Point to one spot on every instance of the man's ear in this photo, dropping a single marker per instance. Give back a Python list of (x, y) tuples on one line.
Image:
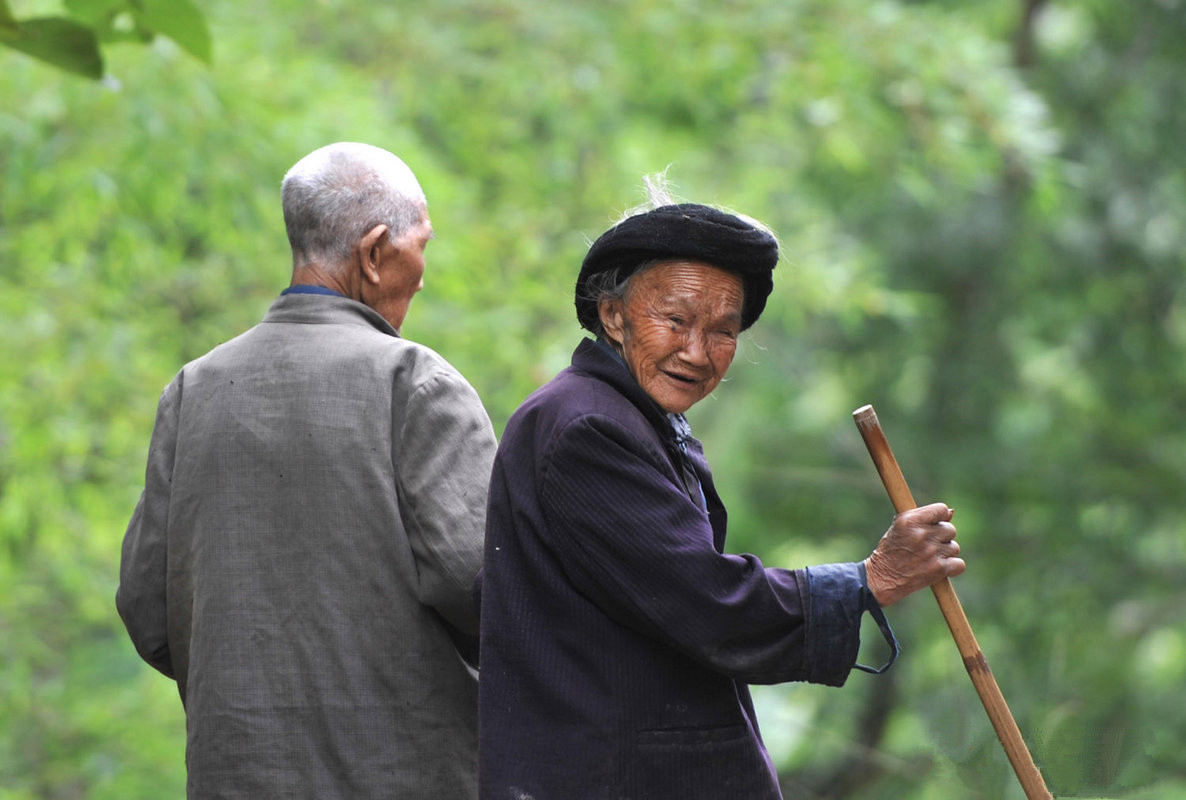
[(369, 253), (612, 321)]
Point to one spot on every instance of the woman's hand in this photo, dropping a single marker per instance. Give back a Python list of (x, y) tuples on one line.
[(918, 550)]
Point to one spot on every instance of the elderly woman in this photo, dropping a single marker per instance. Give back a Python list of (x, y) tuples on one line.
[(618, 638)]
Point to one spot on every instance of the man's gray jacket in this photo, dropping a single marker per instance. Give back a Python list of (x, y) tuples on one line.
[(303, 557)]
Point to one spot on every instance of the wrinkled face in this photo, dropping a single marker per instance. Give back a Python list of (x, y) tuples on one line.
[(677, 330), (402, 272)]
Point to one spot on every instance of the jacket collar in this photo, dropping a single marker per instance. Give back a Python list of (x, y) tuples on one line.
[(599, 360), (325, 309)]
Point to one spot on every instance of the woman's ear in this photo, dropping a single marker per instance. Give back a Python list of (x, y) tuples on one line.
[(369, 253), (612, 319)]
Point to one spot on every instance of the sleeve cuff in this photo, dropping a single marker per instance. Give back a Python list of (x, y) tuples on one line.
[(837, 596)]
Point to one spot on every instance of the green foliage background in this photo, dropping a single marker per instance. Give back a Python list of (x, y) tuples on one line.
[(981, 208)]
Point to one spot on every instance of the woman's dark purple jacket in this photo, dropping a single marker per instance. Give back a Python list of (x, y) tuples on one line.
[(617, 639)]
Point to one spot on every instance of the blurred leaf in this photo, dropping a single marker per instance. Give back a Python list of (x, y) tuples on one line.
[(7, 21), (59, 42), (179, 20)]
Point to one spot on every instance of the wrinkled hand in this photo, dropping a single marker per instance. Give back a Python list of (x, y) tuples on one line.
[(918, 550)]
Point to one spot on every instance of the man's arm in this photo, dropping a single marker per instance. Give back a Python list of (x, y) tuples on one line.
[(446, 447), (140, 597)]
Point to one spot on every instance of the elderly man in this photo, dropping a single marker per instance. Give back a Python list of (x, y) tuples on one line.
[(303, 555), (617, 637)]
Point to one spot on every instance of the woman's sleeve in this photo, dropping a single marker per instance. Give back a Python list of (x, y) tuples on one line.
[(639, 548)]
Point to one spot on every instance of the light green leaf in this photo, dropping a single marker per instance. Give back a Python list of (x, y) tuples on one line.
[(56, 40), (7, 21), (179, 20), (95, 13)]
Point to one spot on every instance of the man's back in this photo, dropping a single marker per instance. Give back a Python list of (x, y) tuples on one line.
[(316, 533)]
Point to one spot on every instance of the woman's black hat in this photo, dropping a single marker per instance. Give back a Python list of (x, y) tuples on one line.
[(686, 231)]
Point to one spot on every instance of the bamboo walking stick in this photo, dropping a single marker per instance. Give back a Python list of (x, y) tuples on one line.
[(952, 613)]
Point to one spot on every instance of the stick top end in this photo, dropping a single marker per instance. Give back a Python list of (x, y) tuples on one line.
[(866, 417)]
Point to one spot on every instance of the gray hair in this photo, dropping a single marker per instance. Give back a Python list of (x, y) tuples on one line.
[(337, 193), (613, 283)]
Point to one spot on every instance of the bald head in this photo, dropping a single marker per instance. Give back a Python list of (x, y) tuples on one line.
[(337, 193)]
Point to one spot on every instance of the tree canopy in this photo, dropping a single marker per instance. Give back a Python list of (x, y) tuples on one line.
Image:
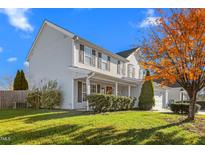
[(175, 50)]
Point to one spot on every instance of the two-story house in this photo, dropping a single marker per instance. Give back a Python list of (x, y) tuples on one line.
[(82, 67)]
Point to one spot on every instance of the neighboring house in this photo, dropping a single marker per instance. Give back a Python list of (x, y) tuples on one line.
[(81, 68)]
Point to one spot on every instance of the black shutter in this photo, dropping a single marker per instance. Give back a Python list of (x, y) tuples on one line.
[(81, 53), (79, 91)]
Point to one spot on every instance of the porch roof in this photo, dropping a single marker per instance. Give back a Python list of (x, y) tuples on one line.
[(100, 76)]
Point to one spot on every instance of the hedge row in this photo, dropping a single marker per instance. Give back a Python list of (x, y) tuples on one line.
[(201, 103), (105, 103), (183, 108)]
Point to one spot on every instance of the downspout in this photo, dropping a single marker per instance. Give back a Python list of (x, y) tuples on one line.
[(90, 75)]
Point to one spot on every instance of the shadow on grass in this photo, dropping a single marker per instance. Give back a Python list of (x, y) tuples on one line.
[(31, 115), (78, 134), (53, 116), (23, 137)]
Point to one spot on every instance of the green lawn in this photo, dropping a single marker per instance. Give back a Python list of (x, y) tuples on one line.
[(71, 127)]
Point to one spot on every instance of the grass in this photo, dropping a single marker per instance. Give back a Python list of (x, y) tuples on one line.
[(72, 127)]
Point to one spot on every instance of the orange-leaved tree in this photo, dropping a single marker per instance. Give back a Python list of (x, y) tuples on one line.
[(175, 51)]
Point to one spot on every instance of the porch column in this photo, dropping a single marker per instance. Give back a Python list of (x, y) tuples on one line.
[(116, 88), (72, 94), (87, 91), (166, 98), (129, 89)]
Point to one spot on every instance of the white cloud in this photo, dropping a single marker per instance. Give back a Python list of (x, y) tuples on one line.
[(1, 49), (26, 64), (18, 18), (150, 12), (150, 21), (12, 59)]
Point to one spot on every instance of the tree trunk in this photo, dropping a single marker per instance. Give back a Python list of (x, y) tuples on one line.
[(192, 97)]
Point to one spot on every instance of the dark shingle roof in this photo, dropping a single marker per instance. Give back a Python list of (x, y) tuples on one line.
[(176, 85), (127, 53)]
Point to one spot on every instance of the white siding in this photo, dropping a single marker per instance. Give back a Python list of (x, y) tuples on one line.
[(52, 55)]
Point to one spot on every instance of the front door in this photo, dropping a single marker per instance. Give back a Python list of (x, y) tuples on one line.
[(108, 90)]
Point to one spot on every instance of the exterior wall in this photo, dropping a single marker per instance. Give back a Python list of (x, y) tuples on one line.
[(174, 94), (132, 60), (52, 55), (113, 64)]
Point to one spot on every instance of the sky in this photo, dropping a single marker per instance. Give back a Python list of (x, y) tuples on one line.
[(112, 29)]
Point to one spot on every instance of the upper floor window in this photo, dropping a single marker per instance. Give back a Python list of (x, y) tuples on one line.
[(131, 71), (103, 62), (120, 68), (81, 53), (87, 55)]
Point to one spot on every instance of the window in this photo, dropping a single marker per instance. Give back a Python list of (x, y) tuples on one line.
[(118, 67), (123, 69), (108, 63), (93, 58), (99, 60), (81, 92), (93, 88), (88, 55), (84, 92), (129, 70), (104, 62), (133, 72), (81, 54), (98, 88)]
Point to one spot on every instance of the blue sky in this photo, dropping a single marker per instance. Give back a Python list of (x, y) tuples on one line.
[(113, 29)]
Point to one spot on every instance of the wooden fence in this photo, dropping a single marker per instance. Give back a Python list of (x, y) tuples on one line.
[(12, 99)]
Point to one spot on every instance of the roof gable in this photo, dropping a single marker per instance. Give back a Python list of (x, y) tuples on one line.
[(127, 53)]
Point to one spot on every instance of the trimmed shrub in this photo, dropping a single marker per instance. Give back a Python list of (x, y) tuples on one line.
[(49, 96), (107, 103), (201, 103), (34, 98), (20, 82), (146, 99), (183, 108)]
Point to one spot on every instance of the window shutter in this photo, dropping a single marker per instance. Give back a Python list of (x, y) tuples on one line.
[(79, 91), (98, 88), (133, 72), (118, 67), (93, 57), (99, 60), (108, 63), (81, 53)]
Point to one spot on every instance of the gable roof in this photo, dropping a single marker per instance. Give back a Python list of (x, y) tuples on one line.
[(72, 35), (58, 28), (127, 53)]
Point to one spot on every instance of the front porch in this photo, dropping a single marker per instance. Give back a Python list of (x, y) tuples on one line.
[(104, 85)]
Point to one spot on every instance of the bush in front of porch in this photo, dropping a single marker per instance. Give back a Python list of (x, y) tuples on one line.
[(146, 99), (107, 103)]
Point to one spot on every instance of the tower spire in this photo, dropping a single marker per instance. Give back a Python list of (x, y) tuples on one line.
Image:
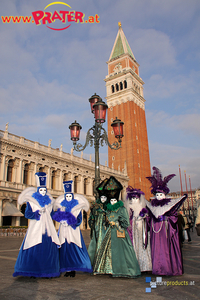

***

TO DO: Would you transcribe exactly, and only, the lines from the one containing "Point to one spot on every instance of the front porch" through the last line of the records above, both included, leaving out the pictures?

OUTPUT FOR THIS TASK:
Point to one spot on every instance of the front porch in this photo, dropping a single marker per instance. Give back a Python list of (x, y) tuples on one line.
[(104, 85)]
Point to one spot on every instance of the bush in front of porch in this photo, dropping a single marker per instance. Give back a Python list of (x, y) tuples on one line.
[(146, 99), (107, 103)]
Point to one spot on every instance of the tower spire in this photo, dropping a single marker per instance. Give back a Python list of (x, y) tuples on one line.
Image:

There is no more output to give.